*Supplied information:*
▬▬▬

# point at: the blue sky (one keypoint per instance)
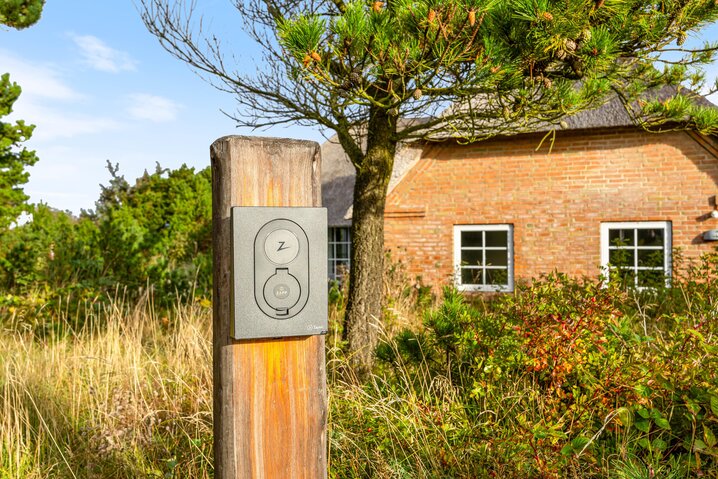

▬▬▬

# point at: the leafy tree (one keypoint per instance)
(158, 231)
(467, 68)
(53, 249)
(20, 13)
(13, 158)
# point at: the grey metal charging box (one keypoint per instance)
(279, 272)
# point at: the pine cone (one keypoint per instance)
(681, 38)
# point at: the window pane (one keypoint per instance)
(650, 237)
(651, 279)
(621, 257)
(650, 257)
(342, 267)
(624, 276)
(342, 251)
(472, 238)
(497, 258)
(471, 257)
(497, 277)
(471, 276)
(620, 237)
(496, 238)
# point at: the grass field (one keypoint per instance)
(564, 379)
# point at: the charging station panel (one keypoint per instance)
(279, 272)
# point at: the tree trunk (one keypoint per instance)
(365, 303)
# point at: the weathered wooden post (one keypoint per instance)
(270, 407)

▬▬▬

*Description of the task:* Collect each line of the rows above that contains the string "tree", copying every such line in full.

*Task answer:*
# point at: the leafy tree (one keypoint per instance)
# point at: the tree trunk (one keypoint per instance)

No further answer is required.